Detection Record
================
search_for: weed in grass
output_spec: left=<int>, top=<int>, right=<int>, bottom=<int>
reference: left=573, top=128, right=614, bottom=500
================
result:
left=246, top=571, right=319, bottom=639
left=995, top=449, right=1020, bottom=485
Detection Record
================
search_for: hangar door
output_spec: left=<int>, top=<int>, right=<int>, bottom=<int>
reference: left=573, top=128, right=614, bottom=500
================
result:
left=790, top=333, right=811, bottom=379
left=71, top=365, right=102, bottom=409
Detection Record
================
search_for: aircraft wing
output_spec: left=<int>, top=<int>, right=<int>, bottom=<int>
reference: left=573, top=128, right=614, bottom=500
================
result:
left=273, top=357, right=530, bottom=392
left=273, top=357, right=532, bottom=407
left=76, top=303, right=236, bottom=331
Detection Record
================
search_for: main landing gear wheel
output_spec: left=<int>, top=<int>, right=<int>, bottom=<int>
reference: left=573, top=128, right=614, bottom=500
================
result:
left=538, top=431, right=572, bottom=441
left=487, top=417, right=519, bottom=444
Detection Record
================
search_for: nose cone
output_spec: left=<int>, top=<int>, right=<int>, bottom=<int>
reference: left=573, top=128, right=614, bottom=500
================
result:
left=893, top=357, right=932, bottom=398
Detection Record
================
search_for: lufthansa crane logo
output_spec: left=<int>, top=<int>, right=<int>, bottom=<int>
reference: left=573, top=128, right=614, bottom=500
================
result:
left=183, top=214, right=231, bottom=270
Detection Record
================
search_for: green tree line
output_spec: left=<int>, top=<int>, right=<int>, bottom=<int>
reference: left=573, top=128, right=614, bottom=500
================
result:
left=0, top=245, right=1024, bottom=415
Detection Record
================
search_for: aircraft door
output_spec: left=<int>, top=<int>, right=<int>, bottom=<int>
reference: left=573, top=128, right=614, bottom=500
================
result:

_____

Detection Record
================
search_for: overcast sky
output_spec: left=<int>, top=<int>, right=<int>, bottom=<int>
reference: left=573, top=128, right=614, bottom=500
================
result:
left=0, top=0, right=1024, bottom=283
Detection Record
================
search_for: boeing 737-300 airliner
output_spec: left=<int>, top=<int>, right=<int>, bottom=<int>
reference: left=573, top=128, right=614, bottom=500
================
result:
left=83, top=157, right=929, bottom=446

_____

### Directions for this task
Copy each line above that contains the word "door". Leave out every other line.

### Exercise response
search_for: hangar door
search_for: aircraft door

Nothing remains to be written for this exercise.